(Task prompt) Gather every line of the data below that contains the word "response", and list those lines.

(Input)
##########

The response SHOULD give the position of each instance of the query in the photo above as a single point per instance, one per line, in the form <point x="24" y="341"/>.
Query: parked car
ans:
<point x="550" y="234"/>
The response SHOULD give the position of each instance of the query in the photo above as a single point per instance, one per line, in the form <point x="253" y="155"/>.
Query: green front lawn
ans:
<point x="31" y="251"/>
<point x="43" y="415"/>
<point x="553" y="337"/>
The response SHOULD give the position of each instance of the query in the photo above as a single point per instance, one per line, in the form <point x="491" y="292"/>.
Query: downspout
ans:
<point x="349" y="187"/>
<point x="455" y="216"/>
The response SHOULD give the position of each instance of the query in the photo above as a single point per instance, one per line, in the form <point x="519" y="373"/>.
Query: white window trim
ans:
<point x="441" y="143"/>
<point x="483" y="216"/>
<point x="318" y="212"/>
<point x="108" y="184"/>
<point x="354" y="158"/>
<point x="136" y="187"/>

##########

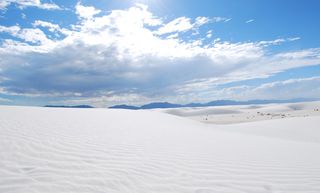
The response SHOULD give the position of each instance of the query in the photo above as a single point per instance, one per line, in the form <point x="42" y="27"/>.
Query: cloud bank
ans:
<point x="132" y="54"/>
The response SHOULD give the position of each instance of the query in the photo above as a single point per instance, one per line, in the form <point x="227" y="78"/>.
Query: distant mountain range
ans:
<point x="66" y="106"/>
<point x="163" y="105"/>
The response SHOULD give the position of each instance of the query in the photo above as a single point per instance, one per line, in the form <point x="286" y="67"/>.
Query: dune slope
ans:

##########

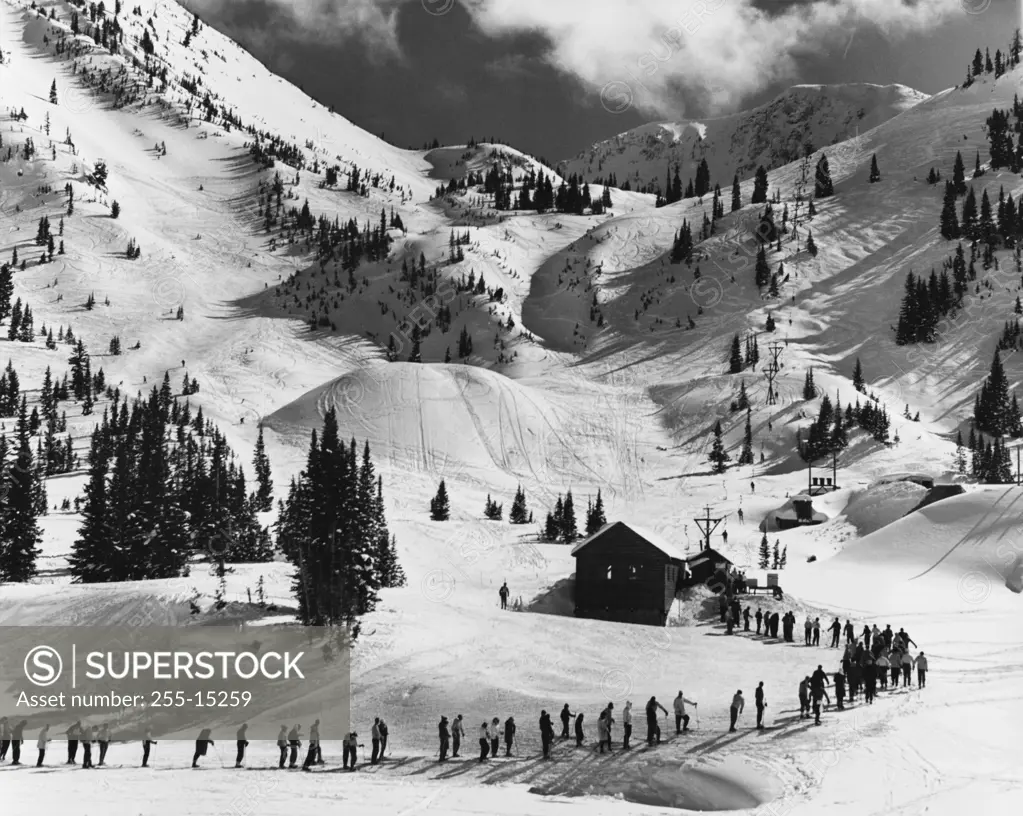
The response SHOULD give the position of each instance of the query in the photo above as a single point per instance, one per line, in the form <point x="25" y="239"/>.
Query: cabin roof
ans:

##########

(Correct output)
The response SHOULD give the position of each instance of the query in the photo above as a single point per instance, one per line, in the form <point x="24" y="341"/>.
The response SHOULD give the position of each instance of the query in the photo above as a single point per instance, one per line, in the form <point x="253" y="155"/>.
The response SHOULD give the position of each instance of the query in the photo above as a single point per instance, one per line, in the form <point x="491" y="292"/>.
The response SHOULD give the position of each instance of the query in the photo above as a single point per instance, one per line, in the form <point x="519" y="373"/>.
The response SHOULD give the position of each instance of the query in the photo above as a single point per instance, one per line, in the form <point x="42" y="27"/>.
The response SHOULD give the position of each instance of the query in the photo above as a single point per instance, one per line, in the form <point x="227" y="78"/>.
The response SHOULD give the position of each instance of the query in the photo above as a single point per instance, one per line, in the form <point x="286" y="67"/>.
The response SHOULD give the position of each instance of the query in the photo above as a single point per instance, one per line, in the form <point x="25" y="239"/>.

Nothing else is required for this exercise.